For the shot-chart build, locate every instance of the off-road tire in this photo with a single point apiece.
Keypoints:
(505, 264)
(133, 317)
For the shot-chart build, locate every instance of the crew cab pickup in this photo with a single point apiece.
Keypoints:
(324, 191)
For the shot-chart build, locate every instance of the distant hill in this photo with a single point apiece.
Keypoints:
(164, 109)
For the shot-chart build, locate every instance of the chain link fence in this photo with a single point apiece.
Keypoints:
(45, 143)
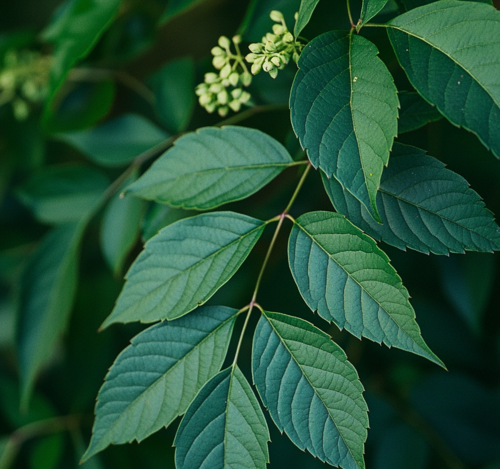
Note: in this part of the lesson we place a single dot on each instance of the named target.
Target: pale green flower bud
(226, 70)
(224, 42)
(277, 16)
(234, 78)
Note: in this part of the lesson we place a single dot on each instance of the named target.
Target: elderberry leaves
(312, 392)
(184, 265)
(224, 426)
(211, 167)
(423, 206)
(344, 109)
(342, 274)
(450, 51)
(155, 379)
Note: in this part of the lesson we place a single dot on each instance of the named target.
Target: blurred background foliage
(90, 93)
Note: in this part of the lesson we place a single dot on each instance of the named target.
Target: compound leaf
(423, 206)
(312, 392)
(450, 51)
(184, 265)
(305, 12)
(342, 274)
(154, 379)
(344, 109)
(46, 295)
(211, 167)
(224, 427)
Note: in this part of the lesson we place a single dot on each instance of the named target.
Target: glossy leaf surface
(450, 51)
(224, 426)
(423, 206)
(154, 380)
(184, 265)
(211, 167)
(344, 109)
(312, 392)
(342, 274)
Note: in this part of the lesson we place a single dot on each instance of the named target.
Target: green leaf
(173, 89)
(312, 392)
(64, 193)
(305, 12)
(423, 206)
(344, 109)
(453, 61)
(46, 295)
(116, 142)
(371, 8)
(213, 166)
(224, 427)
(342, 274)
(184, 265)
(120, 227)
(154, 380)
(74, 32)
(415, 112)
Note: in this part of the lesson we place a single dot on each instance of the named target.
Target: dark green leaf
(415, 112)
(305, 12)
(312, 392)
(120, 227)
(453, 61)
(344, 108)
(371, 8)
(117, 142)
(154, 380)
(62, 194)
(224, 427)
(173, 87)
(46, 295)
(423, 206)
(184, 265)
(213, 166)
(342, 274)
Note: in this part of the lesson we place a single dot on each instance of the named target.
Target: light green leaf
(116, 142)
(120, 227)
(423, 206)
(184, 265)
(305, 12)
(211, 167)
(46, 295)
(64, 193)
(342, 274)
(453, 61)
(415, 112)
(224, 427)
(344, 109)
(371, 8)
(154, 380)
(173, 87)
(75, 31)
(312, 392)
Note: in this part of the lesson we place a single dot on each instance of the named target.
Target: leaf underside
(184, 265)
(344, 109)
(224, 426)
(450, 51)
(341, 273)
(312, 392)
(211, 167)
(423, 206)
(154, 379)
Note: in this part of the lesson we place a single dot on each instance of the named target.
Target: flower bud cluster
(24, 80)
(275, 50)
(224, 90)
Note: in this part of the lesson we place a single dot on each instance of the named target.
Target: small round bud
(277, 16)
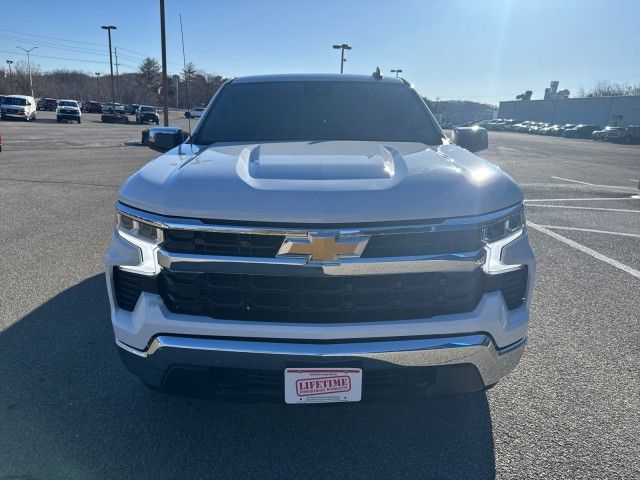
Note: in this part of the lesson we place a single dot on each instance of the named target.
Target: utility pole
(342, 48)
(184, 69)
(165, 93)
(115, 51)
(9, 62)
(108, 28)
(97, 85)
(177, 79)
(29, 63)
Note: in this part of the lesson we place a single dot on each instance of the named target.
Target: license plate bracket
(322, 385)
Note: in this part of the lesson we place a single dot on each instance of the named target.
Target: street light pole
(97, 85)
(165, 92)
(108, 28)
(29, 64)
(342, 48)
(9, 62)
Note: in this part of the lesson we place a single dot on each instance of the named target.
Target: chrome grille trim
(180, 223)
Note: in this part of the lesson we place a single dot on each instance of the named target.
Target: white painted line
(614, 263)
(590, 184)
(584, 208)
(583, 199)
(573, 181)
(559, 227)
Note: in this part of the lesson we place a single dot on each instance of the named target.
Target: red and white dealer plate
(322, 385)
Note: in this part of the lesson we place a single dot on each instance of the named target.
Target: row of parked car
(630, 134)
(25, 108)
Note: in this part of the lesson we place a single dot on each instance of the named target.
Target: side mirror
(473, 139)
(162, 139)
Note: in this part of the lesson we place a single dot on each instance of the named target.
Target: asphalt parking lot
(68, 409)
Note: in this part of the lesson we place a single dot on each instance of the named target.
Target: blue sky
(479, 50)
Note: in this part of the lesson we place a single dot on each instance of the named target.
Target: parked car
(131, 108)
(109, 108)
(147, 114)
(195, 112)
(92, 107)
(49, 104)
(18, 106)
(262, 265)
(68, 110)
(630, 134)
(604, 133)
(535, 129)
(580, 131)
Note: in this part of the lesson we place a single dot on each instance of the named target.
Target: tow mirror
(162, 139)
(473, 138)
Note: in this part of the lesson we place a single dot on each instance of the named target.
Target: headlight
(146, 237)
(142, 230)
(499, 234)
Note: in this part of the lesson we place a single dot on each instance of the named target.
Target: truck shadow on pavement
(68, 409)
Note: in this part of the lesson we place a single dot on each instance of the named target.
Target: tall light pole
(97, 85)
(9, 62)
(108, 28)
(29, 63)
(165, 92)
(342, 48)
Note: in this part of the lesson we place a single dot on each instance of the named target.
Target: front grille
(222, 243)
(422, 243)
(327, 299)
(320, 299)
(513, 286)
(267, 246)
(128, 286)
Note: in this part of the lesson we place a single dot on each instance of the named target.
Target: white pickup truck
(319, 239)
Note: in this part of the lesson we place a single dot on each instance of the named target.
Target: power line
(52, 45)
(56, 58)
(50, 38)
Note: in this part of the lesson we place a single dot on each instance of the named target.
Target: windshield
-- -- --
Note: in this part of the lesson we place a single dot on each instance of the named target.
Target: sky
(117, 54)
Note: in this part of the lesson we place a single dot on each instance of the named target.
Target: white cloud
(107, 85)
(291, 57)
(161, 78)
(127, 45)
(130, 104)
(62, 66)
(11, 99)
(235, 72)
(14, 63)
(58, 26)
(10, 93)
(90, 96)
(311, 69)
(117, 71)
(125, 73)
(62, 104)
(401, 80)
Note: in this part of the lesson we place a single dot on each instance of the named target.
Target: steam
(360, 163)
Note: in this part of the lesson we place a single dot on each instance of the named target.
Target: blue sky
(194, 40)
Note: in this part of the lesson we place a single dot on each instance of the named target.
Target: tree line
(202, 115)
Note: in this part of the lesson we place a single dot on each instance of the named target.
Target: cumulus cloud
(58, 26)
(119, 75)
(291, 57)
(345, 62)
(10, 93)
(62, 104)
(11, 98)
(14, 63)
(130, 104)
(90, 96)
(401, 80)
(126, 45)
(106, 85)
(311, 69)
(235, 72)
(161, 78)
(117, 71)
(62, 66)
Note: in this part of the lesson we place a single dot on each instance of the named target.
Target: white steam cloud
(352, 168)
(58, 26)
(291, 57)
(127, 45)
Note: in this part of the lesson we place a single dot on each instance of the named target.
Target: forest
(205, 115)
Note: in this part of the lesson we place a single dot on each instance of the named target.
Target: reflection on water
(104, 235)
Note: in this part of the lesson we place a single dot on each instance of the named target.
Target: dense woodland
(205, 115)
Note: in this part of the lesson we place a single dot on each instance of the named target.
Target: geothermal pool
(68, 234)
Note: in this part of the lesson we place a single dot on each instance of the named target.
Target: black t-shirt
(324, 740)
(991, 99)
-- -- --
Work instructions:
Scan the material above for lines that contain the string "with", and copy each such line.

Output of the task:
For the shot-chart build, locate every instance of the off-road tire in this photo with a single point apiece.
For the shot-chart build, locate every instance of the crew cab pickup in this photo with a single point apiece.
For the shot-chart build, locate every instance of the distant hill in this photo with a single point apiece.
For the shot-chart build, locate every instance of the chain link fence in this photo with a single point apiece.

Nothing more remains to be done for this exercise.